Exercise aim:
Pick out each line in the records below that contains the string "pixels" and copy those lines in full.

Listed records:
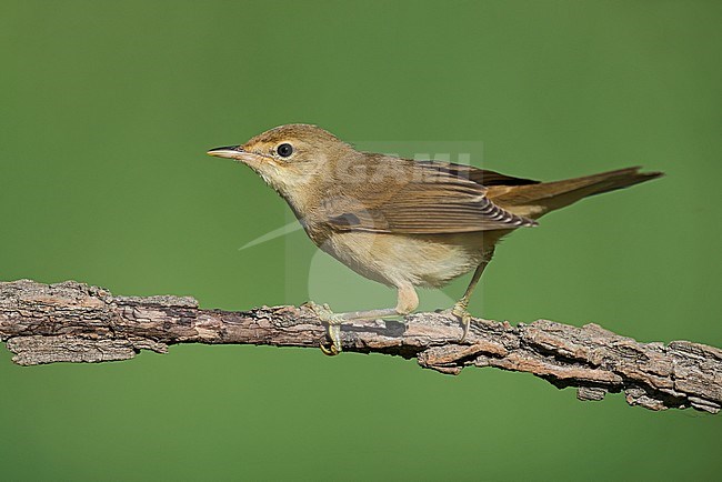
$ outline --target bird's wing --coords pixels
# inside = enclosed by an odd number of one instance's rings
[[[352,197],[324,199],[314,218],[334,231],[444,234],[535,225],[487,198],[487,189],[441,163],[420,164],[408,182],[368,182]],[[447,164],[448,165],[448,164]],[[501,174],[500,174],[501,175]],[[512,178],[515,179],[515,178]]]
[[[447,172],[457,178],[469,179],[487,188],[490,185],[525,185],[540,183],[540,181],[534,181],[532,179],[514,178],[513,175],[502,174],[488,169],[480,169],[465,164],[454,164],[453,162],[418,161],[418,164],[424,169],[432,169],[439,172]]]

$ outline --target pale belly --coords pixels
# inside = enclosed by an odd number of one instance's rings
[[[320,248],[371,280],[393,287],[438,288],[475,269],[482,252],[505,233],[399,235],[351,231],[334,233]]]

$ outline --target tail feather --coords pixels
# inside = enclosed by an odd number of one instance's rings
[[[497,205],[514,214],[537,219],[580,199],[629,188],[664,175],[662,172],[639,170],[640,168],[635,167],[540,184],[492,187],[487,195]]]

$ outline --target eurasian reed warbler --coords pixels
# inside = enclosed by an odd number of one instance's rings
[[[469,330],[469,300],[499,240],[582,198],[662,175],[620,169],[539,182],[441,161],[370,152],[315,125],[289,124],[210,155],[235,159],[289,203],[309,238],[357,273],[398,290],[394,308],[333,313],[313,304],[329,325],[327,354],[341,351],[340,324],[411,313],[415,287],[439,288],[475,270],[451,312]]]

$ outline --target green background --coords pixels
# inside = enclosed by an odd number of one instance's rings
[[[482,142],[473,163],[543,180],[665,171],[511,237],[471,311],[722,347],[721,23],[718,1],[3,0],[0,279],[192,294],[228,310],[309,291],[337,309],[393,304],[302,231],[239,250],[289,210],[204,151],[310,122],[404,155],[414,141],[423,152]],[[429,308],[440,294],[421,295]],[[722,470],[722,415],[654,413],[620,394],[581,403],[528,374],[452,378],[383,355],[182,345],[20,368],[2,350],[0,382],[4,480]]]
--
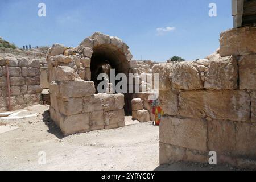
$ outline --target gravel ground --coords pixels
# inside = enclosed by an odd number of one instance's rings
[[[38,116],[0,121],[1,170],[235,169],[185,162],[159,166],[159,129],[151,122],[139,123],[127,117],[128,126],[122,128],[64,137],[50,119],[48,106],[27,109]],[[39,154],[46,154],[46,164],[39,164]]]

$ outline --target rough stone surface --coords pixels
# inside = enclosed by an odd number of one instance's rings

Solution to the problem:
$ outline --target bird's wing --coords pixels
$ outline --target pale belly --coords pixels
$ outline --target tail feather --coords pixels
$ outline --target eurasian reed warbler --coords pixels
$ outline --target green background --coords pixels
$ outline --target gravel ground --coords pixels
$ outline --target rough stone surface --coords pixels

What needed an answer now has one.